- _Extract_:
☆ ☆ ☆
Python for Data Science

Definitions and Data

The difference between variance, covariance, and correlation is:

  • Variance is a measure of variability from the mean
  • Covariance is a measure of relationship between the variability of 2 variables - covariance is scale dependent because it is not standardized
  • Correlation is a of relationship between the variability of of 2 variables - correlation is standardized making it not scale dependent

A more in-depth look into each of these will be discussed below. First to import the required packages and create some fake data.

import pandas as pd
import numpy as np


# Setting a seed so the example is reproducible
np.random.seed(4272018)

df = pd.DataFrame(np.random.randint(low= 0, high= 20, size= (5, 2)),
                  columns= ['Commercials Watched', 'Product Purchases'])

df
Commercials Watched Product Purchases
0 10 13
1 15 0
2 7 7
3 2 4
4 16 11
df.agg(["mean", "std"])
Commercials Watched Product Purchases
mean 10.000000 7.000000
std 5.787918 5.244044

What is variance?

Variance is a measure of how much the data for a variable varies from it's mean. This can be represented with the following equation: $$\text{Variance }(s^2) = \sum\frac{(x_i - \bar{x})^2}{N - 1}$$ Where,

  • $x_i$ is the ith observation,
  • $\bar{x}$ is the mean, and
  • $N$ is the number of observations

Calculating this manually for commercials watched would produce the following results:

Variable: Commercials Watched $\bar{x}$ = (10 + 15 + 7 + 2 + 16)/ 5 = 10.00 $\text{Variance }(s^2)$ = ((10 - 10)2 + (15 - 10)2 + (7 - 10)2 + (2 - 10)2 + (16 - 10)2) / (5 - 1) $\text{Variance }(s^2)$ = 33.5

This can be calculated easily within Python - particulatly when using Pandas. Although Pandas is not the only available package which will calculate the variance. Using Pandas, one simply needs to enter the following:

df.var()
Commercials Watched 33.5 Product Purchases 27.5 dtype: float64

What is covariance?

Covariance is a measure of relationship between 2 variables that is scale dependent, i.e. how much will a variable change when another variable changes. This can be represented with the following equation: $$\text{Covariance }(x, y) = \sum\frac{(x_i - \bar{x})(y_i - \bar{y})}{N - 1}$$ Where,

  • $x_i$ is the ith observation in variable x,
  • $\bar{x}$ is the mean for variable x,
  • $y_i$ is the ith observation in variable y,
  • $\bar{y}$ is the mean for variable y, and
  • $N$ is the number of observations

The formula is very similar to the formula used to calculate variance. The difference being that instead of squaring the differences between the data point and the mean for that variable, instead one multiples that difference to the difference of the other variable.
☆ ☆ ☆
- _Stored records_:
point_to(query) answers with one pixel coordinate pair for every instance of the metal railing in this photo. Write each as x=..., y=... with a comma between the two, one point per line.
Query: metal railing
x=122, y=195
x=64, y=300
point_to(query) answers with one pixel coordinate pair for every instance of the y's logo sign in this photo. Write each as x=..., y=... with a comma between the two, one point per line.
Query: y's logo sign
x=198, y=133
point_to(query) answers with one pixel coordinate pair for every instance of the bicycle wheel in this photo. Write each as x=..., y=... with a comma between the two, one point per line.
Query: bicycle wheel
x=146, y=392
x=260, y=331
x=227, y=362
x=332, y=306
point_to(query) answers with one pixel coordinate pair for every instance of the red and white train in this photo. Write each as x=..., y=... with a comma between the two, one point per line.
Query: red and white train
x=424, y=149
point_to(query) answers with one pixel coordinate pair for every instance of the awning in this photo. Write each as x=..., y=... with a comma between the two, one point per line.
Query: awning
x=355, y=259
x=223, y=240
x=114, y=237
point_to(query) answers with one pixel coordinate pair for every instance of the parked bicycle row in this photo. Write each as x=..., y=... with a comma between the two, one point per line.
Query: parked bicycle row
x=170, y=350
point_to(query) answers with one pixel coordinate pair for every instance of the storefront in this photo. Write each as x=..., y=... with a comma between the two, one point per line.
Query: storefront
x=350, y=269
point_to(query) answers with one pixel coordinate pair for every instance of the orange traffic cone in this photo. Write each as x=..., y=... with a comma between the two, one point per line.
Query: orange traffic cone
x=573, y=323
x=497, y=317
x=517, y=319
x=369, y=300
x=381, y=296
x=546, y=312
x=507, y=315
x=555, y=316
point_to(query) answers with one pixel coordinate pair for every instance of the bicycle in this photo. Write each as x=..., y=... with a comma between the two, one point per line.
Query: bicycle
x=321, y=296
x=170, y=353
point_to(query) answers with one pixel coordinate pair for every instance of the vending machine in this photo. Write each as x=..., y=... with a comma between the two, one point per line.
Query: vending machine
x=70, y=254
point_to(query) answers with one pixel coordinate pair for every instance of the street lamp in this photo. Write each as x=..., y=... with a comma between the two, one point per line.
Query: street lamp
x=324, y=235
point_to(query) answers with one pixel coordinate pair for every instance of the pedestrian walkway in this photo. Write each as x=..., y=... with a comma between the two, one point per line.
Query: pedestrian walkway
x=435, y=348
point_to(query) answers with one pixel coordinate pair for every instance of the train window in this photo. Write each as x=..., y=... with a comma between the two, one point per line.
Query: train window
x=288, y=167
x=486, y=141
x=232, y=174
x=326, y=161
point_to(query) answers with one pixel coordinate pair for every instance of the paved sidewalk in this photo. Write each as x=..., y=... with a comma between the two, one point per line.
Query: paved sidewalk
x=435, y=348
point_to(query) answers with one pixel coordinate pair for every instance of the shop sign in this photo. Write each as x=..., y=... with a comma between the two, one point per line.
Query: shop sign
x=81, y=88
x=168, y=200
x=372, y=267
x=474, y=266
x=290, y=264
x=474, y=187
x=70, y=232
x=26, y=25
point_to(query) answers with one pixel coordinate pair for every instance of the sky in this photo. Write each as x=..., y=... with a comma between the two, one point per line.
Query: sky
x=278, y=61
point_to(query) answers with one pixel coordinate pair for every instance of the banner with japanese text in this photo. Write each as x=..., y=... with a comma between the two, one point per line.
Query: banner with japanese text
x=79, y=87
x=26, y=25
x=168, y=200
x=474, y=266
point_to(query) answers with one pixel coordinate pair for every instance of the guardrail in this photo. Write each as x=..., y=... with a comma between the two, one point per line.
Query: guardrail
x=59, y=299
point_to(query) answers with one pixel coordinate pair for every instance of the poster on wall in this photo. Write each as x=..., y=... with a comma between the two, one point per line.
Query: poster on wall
☆ ☆ ☆
- _To do_: Pick up the Python tutorial on variance, covariance, and correlation right after its last sentence and keep writing it. The entries aren't needed for this.

- _Result_:
The covariance between commercials watched and product purchases can be calclated manually and would produce the following results:

Variables: Commercials Watched and Product Purchases Covariance (x, y) = ((10 - 10)(13 - 7) + (15 - 10)(0 - 7) + (7 - 10)(7 - 7) + (2 - 10)(4 - 7) + (16 - 10)(11 - 7)) / (5 - 1) = 3.25

Again, this can be calculated easily within Python - particulatly when using Pandas. Although Pandas is not the only available package which will calculate the covariance. Using Pandas, one simply needs to enter the following:

df.cov()
Commercials Watched Product Purchases
Commercials Watched 33.50 3.25
Product Purchases 3.25 27.50

Interpreting covariance is hard to gain any meaning from since the values are not scale dependent and does not have any upper bound. This is where correlation comes in.

What is correlation?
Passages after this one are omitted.